● Your goal:
Filter these entries down to the lines that hold the word "below", and show each of them.

● Exercise inputs:
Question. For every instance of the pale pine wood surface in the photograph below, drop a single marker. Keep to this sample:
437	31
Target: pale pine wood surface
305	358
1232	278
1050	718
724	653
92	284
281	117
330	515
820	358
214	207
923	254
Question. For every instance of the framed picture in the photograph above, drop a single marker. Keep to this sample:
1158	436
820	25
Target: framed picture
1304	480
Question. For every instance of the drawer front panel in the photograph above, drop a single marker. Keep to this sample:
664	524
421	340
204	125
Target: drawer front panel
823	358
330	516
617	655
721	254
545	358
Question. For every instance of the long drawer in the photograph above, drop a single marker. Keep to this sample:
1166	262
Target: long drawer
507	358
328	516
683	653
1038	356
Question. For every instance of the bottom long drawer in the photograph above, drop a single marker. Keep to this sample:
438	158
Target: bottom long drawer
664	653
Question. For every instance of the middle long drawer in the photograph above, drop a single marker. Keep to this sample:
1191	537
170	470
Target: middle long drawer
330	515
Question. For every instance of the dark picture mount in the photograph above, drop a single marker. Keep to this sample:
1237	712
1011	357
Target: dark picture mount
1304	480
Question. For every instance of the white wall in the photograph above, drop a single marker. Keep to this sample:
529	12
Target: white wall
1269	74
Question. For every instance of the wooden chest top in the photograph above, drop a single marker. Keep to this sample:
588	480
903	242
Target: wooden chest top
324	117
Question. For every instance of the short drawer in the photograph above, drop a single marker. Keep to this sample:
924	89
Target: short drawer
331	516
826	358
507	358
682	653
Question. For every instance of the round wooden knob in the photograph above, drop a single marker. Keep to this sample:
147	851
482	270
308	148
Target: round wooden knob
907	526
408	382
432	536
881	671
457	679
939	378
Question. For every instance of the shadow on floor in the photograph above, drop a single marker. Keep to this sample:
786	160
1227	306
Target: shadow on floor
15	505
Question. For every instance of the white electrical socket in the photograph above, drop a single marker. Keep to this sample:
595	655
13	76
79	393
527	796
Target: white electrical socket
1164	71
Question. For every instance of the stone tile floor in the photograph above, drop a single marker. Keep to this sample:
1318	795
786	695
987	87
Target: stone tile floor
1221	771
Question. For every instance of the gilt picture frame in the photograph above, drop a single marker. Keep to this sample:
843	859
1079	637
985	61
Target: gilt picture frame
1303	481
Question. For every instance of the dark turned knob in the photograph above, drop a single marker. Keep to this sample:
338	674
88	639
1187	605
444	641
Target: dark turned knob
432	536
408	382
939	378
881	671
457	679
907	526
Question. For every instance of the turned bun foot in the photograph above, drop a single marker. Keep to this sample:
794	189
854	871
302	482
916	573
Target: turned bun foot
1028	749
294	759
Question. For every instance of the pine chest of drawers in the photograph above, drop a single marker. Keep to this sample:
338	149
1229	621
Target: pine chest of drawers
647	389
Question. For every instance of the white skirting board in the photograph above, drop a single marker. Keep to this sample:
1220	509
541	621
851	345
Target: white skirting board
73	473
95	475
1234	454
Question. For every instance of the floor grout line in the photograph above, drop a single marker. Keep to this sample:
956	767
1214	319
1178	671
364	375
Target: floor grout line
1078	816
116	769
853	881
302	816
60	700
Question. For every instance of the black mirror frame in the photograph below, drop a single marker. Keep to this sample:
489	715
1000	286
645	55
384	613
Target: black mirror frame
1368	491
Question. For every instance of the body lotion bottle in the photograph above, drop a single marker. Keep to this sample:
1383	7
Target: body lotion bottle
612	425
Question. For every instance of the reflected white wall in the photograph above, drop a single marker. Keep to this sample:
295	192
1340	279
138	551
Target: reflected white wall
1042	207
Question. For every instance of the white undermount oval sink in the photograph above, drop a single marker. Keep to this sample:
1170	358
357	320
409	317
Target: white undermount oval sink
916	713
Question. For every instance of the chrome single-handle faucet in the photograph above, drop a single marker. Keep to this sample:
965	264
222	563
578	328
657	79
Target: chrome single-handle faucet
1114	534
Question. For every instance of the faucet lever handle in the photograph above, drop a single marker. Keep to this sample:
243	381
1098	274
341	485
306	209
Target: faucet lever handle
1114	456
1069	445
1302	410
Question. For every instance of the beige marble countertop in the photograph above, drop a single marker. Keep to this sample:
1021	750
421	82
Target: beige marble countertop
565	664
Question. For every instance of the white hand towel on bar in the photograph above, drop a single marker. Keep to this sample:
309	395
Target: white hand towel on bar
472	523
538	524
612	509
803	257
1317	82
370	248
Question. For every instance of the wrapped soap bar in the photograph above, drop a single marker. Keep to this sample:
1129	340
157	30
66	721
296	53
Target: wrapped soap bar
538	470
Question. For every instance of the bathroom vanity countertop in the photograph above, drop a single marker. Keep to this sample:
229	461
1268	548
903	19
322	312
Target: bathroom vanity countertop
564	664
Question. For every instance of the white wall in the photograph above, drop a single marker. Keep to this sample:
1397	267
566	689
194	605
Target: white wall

● Your response:
Question. For every instance of the pale pine wood surface in the photograph below, drop a single marker. Keep to this sample:
Question. For every instance of the black mirror frame in the photograph below, drop a single marker. Keep to this sample:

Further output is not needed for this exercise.